Friday 10 January 2014

"Doctor Sleep" by Stephen King


I haven’t posted any reviews on my blog for quite a while as I have been working hard on my debut novel, “Ilona”. I’ve still been constantly reading throughout this time, but I thought it was high time that I started up the blog post again [New Year resolutions etc.].
I re-read “The Shining” late last year and found that it was even better than I remembered. It was one of the books that first made me want to write, along with Alan Garner’s The Owl Service and Harper Lee’s “To Kill a Mockingbird”. I initially read “The Shining” back in 1978 when it was first released in paperback. I had pre-ordered it from Webster’s Bookshop in Dorking, having already devoured both “Carrie” and “Salem’s Lot”, and I was so excited to get my hands on a copy on its release. I read it the weekend I got it, finishing it breathless and exhausted in the middle of the night.
To me it was just the perfect novel and I was so disappointed when I saw the Kubrick movie which seemed to lose the essence of King’s intent that Jack Torrance was essentially a good man tormented by inner demons. Jack Nicholson was great in the film but seemed too dark and unhinged from the outset. However I felt that King’s story-telling had reached its peak with Danny, particularly his ability to make you feel the fear through a child’s eyes.  His minor characters were well-written too, particularly Wendy Torrance, Dick Halloran and even Lloyd the bartender.
So I had mixed feelings when I initially picked up “Doctor Sleep”, the first being why revisit something that was about as close to perfect as you could get? When I first started reading the novel it took me a while to re-adjust to Danny as an adult, and initially I found the scenes with the True  Knot a bit gratuitously violent, if I’m honest. However, I think I was wrong. I should learn to trust him.

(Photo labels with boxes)

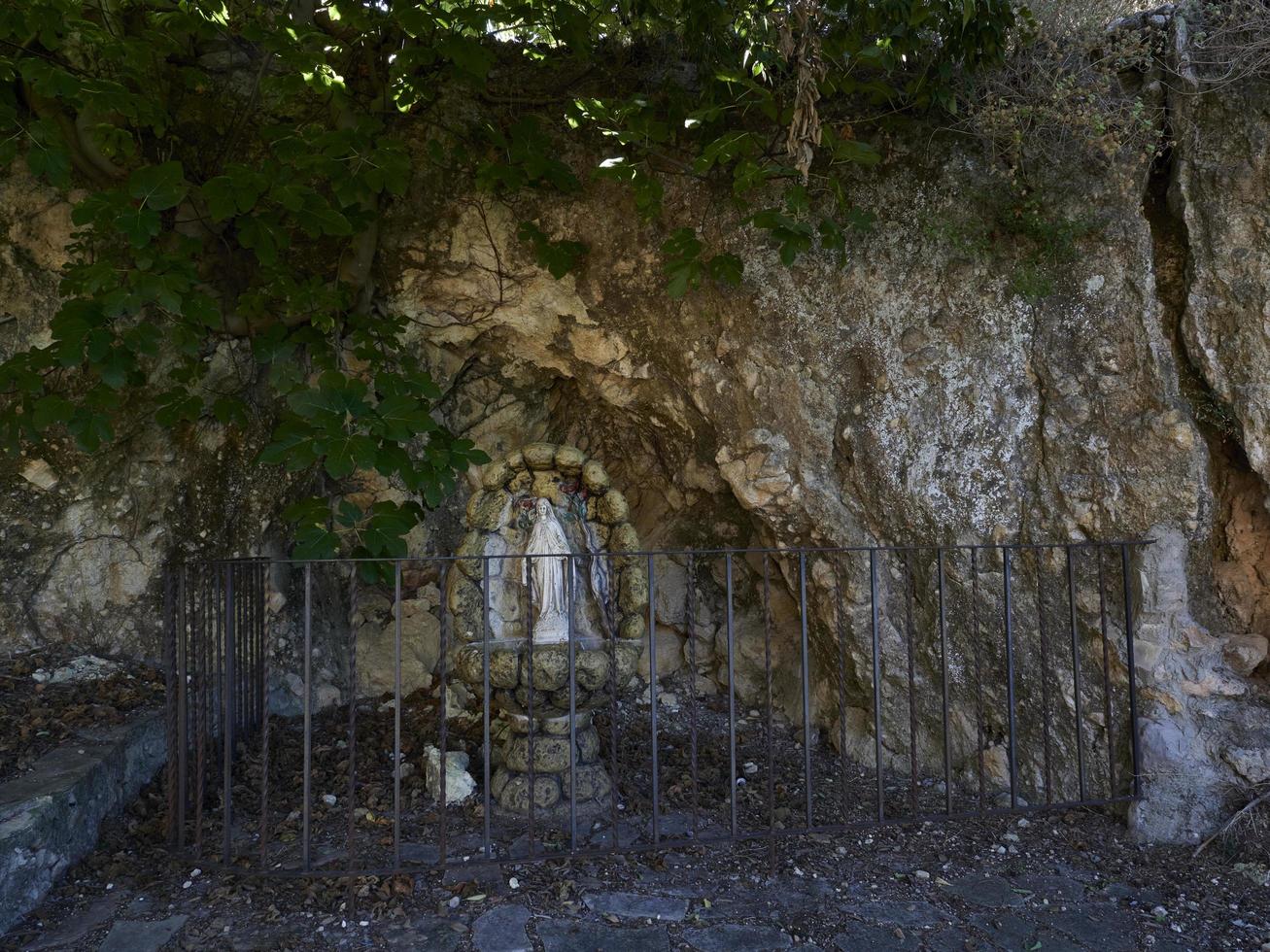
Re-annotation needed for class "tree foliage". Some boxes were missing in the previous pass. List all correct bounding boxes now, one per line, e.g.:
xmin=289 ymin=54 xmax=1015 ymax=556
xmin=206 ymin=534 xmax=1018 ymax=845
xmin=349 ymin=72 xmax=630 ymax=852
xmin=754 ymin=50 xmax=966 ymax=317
xmin=0 ymin=0 xmax=1025 ymax=556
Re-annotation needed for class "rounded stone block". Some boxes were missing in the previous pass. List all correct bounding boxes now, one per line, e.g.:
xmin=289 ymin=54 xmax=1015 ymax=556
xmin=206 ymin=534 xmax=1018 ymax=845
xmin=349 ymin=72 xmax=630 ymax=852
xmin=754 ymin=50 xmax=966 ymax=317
xmin=582 ymin=459 xmax=611 ymax=495
xmin=596 ymin=489 xmax=632 ymax=526
xmin=560 ymin=763 xmax=613 ymax=801
xmin=555 ymin=446 xmax=587 ymax=476
xmin=617 ymin=564 xmax=648 ymax=613
xmin=455 ymin=530 xmax=498 ymax=581
xmin=530 ymin=469 xmax=566 ymax=506
xmin=616 ymin=641 xmax=644 ymax=690
xmin=446 ymin=572 xmax=485 ymax=620
xmin=489 ymin=649 xmax=521 ymax=688
xmin=491 ymin=766 xmax=560 ymax=815
xmin=608 ymin=522 xmax=640 ymax=552
xmin=522 ymin=645 xmax=569 ymax=691
xmin=480 ymin=459 xmax=514 ymax=490
xmin=617 ymin=612 xmax=648 ymax=641
xmin=503 ymin=728 xmax=600 ymax=773
xmin=574 ymin=649 xmax=608 ymax=691
xmin=455 ymin=642 xmax=521 ymax=695
xmin=467 ymin=489 xmax=512 ymax=531
xmin=521 ymin=443 xmax=558 ymax=469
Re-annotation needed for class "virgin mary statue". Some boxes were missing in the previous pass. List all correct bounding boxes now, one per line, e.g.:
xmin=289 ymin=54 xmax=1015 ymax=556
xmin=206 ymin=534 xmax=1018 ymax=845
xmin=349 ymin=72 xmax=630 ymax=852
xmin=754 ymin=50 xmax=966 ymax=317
xmin=521 ymin=499 xmax=572 ymax=643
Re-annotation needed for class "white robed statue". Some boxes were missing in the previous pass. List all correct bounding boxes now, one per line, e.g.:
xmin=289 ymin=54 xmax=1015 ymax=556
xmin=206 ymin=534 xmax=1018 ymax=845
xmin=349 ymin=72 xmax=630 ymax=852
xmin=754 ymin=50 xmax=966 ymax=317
xmin=521 ymin=499 xmax=572 ymax=645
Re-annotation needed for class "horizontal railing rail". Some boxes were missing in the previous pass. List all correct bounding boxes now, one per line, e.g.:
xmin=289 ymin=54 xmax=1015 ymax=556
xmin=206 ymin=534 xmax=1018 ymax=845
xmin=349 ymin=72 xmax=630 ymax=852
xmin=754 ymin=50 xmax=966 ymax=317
xmin=165 ymin=539 xmax=1150 ymax=876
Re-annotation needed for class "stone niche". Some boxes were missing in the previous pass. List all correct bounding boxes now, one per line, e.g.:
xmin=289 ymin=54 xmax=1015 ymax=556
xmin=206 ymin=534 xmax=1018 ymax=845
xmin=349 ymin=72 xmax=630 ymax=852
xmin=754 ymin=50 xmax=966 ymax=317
xmin=446 ymin=443 xmax=648 ymax=821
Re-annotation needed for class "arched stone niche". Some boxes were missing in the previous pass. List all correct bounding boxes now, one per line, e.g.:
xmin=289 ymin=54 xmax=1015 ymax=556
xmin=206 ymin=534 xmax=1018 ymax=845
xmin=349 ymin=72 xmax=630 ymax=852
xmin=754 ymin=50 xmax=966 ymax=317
xmin=447 ymin=443 xmax=648 ymax=646
xmin=446 ymin=443 xmax=648 ymax=823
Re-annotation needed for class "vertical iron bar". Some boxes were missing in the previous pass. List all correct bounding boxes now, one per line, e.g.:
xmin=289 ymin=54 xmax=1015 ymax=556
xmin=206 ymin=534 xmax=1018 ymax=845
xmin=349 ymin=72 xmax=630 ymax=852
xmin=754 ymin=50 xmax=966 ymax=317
xmin=1001 ymin=547 xmax=1018 ymax=808
xmin=798 ymin=551 xmax=815 ymax=828
xmin=437 ymin=562 xmax=449 ymax=866
xmin=971 ymin=546 xmax=987 ymax=814
xmin=177 ymin=564 xmax=190 ymax=847
xmin=1120 ymin=542 xmax=1142 ymax=799
xmin=393 ymin=559 xmax=401 ymax=869
xmin=344 ymin=571 xmax=358 ymax=883
xmin=935 ymin=547 xmax=952 ymax=816
xmin=1097 ymin=546 xmax=1116 ymax=798
xmin=480 ymin=556 xmax=490 ymax=860
xmin=190 ymin=566 xmax=211 ymax=854
xmin=604 ymin=556 xmax=624 ymax=853
xmin=764 ymin=552 xmax=776 ymax=873
xmin=869 ymin=548 xmax=886 ymax=823
xmin=162 ymin=567 xmax=182 ymax=845
xmin=237 ymin=560 xmax=243 ymax=742
xmin=299 ymin=562 xmax=314 ymax=872
xmin=648 ymin=556 xmax=662 ymax=844
xmin=686 ymin=550 xmax=699 ymax=839
xmin=525 ymin=555 xmax=538 ymax=858
xmin=256 ymin=562 xmax=269 ymax=872
xmin=724 ymin=550 xmax=737 ymax=837
xmin=1034 ymin=548 xmax=1054 ymax=803
xmin=221 ymin=564 xmax=237 ymax=865
xmin=566 ymin=552 xmax=581 ymax=853
xmin=903 ymin=548 xmax=918 ymax=817
xmin=831 ymin=563 xmax=849 ymax=823
xmin=1066 ymin=546 xmax=1085 ymax=799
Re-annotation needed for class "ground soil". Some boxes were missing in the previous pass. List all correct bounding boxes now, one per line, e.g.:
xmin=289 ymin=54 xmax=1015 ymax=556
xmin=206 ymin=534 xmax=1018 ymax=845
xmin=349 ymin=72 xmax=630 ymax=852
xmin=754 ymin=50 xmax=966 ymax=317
xmin=0 ymin=675 xmax=1270 ymax=952
xmin=0 ymin=645 xmax=164 ymax=782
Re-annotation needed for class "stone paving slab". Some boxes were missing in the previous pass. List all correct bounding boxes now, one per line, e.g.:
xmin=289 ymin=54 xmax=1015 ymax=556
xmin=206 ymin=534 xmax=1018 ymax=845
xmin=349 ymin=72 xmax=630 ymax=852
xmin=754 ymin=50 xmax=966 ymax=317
xmin=0 ymin=712 xmax=166 ymax=935
xmin=98 ymin=915 xmax=186 ymax=952
xmin=472 ymin=903 xmax=533 ymax=952
xmin=534 ymin=919 xmax=670 ymax=952
xmin=582 ymin=893 xmax=688 ymax=923
xmin=683 ymin=923 xmax=794 ymax=952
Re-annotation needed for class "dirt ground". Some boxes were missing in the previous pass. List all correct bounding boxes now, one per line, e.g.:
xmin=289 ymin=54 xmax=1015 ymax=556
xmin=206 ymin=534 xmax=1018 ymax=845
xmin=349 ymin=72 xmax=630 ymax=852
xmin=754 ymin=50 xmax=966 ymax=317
xmin=0 ymin=669 xmax=1270 ymax=952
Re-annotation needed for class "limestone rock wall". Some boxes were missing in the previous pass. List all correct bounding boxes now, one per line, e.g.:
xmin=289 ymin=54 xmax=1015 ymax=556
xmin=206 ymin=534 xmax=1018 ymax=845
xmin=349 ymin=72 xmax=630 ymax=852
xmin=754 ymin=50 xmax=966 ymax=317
xmin=0 ymin=76 xmax=1270 ymax=839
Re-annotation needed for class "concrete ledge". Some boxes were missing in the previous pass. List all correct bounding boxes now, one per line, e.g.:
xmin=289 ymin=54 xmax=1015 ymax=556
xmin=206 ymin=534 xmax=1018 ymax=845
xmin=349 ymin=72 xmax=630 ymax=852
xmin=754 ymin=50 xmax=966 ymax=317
xmin=0 ymin=711 xmax=166 ymax=935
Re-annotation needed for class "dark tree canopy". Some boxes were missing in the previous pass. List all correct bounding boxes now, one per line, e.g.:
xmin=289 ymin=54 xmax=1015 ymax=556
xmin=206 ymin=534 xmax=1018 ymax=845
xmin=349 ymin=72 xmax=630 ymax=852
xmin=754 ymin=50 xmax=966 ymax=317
xmin=0 ymin=0 xmax=1029 ymax=556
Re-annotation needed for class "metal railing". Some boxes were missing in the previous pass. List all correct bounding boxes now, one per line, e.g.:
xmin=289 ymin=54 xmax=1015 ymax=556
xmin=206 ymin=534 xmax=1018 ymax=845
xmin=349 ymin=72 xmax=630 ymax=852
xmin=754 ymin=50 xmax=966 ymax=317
xmin=166 ymin=541 xmax=1149 ymax=876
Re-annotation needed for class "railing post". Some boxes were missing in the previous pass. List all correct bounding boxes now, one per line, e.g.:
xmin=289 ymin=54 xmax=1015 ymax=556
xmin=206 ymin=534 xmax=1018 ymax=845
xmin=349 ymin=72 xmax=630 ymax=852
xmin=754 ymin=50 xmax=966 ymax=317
xmin=1001 ymin=546 xmax=1018 ymax=810
xmin=393 ymin=559 xmax=401 ymax=869
xmin=162 ymin=567 xmax=185 ymax=845
xmin=798 ymin=550 xmax=814 ymax=828
xmin=1066 ymin=545 xmax=1088 ymax=799
xmin=299 ymin=562 xmax=314 ymax=872
xmin=935 ymin=547 xmax=952 ymax=816
xmin=648 ymin=555 xmax=662 ymax=845
xmin=869 ymin=548 xmax=886 ymax=823
xmin=1120 ymin=543 xmax=1142 ymax=799
xmin=724 ymin=550 xmax=737 ymax=837
xmin=221 ymin=562 xmax=237 ymax=864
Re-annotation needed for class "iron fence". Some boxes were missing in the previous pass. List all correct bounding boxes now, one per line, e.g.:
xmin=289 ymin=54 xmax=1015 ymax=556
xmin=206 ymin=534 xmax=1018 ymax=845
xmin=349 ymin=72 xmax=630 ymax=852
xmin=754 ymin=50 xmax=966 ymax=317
xmin=166 ymin=541 xmax=1149 ymax=876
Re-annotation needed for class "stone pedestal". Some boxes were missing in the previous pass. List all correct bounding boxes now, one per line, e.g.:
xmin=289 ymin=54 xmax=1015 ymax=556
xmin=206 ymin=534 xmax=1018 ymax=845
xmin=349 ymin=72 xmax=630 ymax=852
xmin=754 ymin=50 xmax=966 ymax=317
xmin=456 ymin=640 xmax=640 ymax=825
xmin=491 ymin=711 xmax=613 ymax=824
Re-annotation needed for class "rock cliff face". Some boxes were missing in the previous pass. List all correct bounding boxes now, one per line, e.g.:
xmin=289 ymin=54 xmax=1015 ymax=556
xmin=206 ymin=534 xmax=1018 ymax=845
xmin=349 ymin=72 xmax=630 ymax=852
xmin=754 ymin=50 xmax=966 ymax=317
xmin=0 ymin=72 xmax=1270 ymax=839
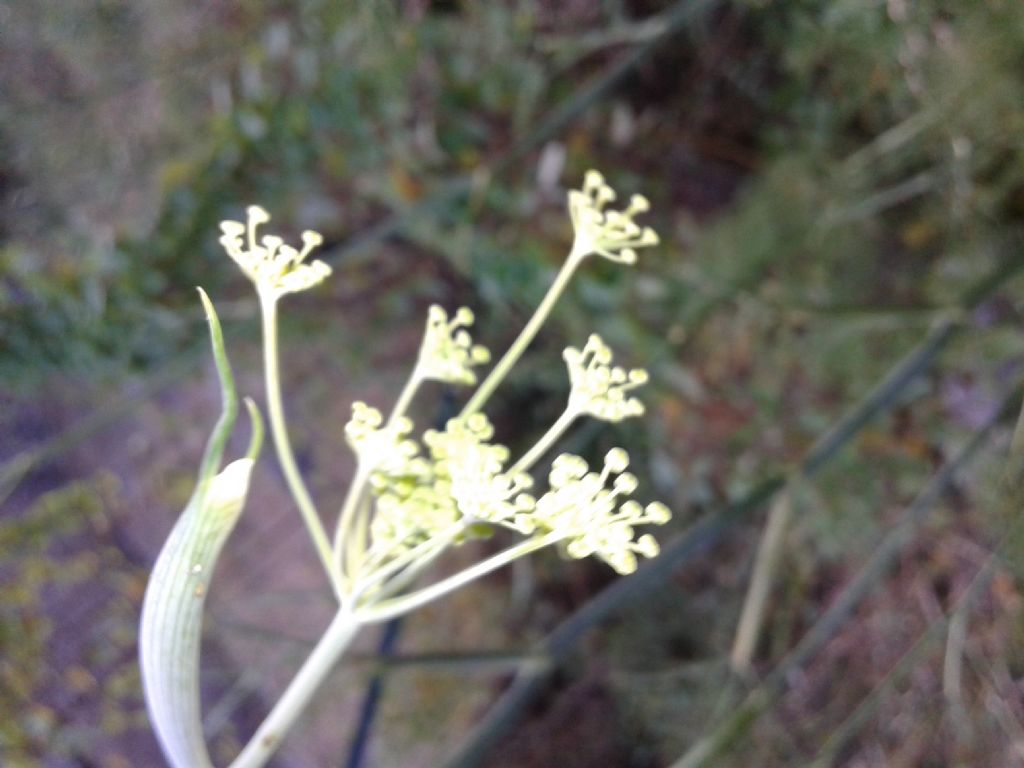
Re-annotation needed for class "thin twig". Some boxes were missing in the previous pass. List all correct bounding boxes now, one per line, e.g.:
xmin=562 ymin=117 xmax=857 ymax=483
xmin=444 ymin=249 xmax=1024 ymax=768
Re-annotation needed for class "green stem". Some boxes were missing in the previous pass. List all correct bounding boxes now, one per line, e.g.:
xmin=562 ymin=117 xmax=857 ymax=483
xmin=387 ymin=366 xmax=423 ymax=427
xmin=334 ymin=367 xmax=423 ymax=587
xmin=260 ymin=294 xmax=339 ymax=591
xmin=334 ymin=459 xmax=370 ymax=587
xmin=509 ymin=409 xmax=579 ymax=474
xmin=229 ymin=609 xmax=361 ymax=768
xmin=460 ymin=254 xmax=584 ymax=419
xmin=352 ymin=522 xmax=465 ymax=599
xmin=356 ymin=532 xmax=562 ymax=624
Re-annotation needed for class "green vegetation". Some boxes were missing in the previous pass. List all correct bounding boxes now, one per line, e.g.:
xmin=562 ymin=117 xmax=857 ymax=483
xmin=6 ymin=0 xmax=1024 ymax=766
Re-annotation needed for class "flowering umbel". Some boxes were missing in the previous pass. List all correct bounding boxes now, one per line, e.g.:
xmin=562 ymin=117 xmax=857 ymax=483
xmin=569 ymin=171 xmax=658 ymax=264
xmin=140 ymin=171 xmax=671 ymax=768
xmin=220 ymin=206 xmax=331 ymax=298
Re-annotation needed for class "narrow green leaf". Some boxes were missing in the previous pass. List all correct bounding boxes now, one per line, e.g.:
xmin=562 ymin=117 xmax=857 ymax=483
xmin=139 ymin=289 xmax=263 ymax=768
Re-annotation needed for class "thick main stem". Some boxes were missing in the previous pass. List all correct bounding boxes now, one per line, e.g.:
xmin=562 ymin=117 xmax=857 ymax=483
xmin=229 ymin=608 xmax=361 ymax=768
xmin=460 ymin=254 xmax=584 ymax=418
xmin=260 ymin=294 xmax=339 ymax=591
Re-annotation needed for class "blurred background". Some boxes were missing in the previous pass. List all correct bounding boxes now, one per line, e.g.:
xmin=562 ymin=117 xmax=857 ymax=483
xmin=6 ymin=0 xmax=1024 ymax=768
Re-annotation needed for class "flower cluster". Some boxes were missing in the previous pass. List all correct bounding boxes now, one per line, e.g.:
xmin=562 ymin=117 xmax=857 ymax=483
xmin=562 ymin=334 xmax=647 ymax=421
xmin=520 ymin=449 xmax=671 ymax=573
xmin=371 ymin=414 xmax=534 ymax=553
xmin=345 ymin=401 xmax=420 ymax=471
xmin=220 ymin=206 xmax=331 ymax=298
xmin=569 ymin=171 xmax=658 ymax=264
xmin=417 ymin=304 xmax=490 ymax=384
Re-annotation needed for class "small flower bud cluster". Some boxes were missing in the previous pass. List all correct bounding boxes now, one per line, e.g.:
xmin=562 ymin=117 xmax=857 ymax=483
xmin=519 ymin=449 xmax=671 ymax=573
xmin=423 ymin=414 xmax=534 ymax=524
xmin=372 ymin=414 xmax=532 ymax=553
xmin=417 ymin=304 xmax=490 ymax=384
xmin=220 ymin=206 xmax=331 ymax=298
xmin=345 ymin=401 xmax=420 ymax=471
xmin=563 ymin=334 xmax=647 ymax=421
xmin=569 ymin=171 xmax=658 ymax=264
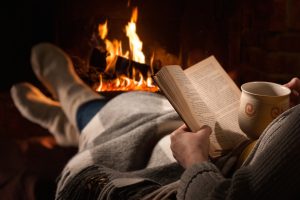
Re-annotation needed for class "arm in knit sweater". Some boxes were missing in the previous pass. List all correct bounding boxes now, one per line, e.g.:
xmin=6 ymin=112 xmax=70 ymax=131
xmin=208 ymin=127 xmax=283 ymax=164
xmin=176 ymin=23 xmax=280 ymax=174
xmin=177 ymin=105 xmax=300 ymax=200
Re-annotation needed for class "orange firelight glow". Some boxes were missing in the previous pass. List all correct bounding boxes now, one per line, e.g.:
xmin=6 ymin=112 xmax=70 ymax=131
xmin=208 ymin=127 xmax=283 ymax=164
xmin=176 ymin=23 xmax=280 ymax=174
xmin=96 ymin=8 xmax=158 ymax=92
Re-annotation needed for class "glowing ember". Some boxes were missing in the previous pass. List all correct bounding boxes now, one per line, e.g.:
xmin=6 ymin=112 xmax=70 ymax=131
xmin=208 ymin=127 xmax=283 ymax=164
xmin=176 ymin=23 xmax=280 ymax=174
xmin=96 ymin=8 xmax=158 ymax=92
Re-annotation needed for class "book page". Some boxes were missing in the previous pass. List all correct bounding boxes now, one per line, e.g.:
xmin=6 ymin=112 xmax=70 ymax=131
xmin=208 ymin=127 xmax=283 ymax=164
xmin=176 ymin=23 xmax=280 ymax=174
xmin=154 ymin=65 xmax=215 ymax=131
xmin=184 ymin=56 xmax=247 ymax=150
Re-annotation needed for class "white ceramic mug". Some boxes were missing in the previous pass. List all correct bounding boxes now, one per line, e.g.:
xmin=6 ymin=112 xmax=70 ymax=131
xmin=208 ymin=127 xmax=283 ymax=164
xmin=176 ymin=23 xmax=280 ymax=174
xmin=238 ymin=81 xmax=291 ymax=139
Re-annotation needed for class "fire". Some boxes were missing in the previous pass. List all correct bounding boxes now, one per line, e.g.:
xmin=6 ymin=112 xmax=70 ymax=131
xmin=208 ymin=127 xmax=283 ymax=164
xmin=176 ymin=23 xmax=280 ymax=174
xmin=96 ymin=8 xmax=158 ymax=92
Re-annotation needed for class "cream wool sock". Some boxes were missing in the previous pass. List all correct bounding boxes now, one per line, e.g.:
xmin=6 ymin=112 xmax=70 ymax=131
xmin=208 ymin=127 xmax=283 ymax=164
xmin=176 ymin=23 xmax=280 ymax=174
xmin=31 ymin=43 xmax=102 ymax=128
xmin=10 ymin=83 xmax=79 ymax=146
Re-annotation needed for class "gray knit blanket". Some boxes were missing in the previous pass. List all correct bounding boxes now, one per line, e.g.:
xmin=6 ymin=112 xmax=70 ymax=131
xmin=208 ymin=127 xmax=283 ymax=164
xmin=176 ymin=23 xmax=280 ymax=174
xmin=56 ymin=92 xmax=183 ymax=200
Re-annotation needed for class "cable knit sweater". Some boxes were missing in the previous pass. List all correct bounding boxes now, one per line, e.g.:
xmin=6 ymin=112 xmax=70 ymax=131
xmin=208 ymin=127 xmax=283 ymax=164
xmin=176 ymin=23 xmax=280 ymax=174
xmin=56 ymin=92 xmax=300 ymax=200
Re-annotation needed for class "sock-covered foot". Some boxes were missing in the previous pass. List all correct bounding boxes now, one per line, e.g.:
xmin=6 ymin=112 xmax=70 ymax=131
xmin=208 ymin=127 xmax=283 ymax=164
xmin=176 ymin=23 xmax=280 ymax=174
xmin=31 ymin=43 xmax=103 ymax=127
xmin=10 ymin=83 xmax=79 ymax=146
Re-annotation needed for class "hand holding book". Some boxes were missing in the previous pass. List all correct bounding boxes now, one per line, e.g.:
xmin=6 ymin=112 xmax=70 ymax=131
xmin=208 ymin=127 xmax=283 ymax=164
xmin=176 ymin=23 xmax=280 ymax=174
xmin=154 ymin=56 xmax=248 ymax=157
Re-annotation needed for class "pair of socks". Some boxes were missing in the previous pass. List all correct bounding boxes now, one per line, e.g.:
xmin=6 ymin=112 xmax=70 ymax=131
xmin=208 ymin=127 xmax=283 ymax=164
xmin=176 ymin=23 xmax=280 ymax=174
xmin=10 ymin=43 xmax=102 ymax=146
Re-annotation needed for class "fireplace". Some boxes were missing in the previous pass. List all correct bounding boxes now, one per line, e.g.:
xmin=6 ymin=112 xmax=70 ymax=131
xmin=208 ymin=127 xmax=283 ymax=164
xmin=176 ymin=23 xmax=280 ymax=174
xmin=49 ymin=0 xmax=300 ymax=89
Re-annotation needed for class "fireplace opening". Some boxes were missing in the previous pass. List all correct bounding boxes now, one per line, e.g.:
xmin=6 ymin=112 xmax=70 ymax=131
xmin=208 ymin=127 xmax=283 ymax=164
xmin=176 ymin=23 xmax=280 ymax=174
xmin=51 ymin=0 xmax=300 ymax=90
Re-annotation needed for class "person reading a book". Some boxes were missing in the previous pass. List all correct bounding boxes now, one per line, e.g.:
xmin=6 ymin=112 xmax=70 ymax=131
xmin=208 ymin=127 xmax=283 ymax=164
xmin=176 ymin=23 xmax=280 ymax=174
xmin=11 ymin=43 xmax=300 ymax=200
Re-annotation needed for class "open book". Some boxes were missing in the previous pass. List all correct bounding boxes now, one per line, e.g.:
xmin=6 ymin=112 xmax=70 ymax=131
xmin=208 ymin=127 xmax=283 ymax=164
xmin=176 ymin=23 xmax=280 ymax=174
xmin=153 ymin=56 xmax=247 ymax=158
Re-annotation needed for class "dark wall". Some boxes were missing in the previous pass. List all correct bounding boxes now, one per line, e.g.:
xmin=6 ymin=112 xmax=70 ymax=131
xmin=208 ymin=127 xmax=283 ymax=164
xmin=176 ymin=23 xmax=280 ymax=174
xmin=0 ymin=0 xmax=56 ymax=91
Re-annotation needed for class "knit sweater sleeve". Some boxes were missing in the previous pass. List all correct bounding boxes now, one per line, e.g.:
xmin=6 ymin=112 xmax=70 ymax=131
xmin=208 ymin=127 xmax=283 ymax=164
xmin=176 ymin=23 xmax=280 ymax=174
xmin=177 ymin=162 xmax=225 ymax=200
xmin=177 ymin=105 xmax=300 ymax=200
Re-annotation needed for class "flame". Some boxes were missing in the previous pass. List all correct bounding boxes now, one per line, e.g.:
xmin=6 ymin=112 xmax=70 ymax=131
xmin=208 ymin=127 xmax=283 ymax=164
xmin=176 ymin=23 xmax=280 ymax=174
xmin=96 ymin=7 xmax=158 ymax=92
xmin=125 ymin=8 xmax=145 ymax=63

◆ Task
Resume the review of "Doctor Sleep," picking up right after its last sentence.

◆ Final result
As usual by about half-way through King had me gripped by the throat, and the pages flew by as I became absorbed in the story. I was transported back to how I felt when I first read “The Stand” and “It”…immersed in his imagination. In “Doctor Sleep” King has fleshed out an utterly convincing cast of characters, from the main protagonists to the minor supporting roles. If I’m being particularly critical I personally would have welcomed more page space being devoted to a few of the supporting characters, particularly Snakebite Andi and The Crow. However, tonally King creates a balanced blend between the warmth of the protagonists and the death-rattling chill of the enemy, the True Knot.
Many reviewers seem to want to compare the novel back to “The Shining” which I suppose is an obvious but ultimately lazy comparison. They are totally different books, written as King himself acknowledges in his Afterword at totally different points in the arc of his career. To my mind “Doctor Sleep” is a far more thoughtful book which worms its way into your psyche rather than going for the proverbial jugular.
In King’s universe things have a way of unravelling, often spectacularly and nearly always with raw and savage consequences. Without revealing any spoilers the final unravelling of the True Knot involves delicious twists and snarls and King delivers a fierce and final sense of closure.
So is it a story worth revisiting? You bet. As Roger Waters once said:- “Shine on….”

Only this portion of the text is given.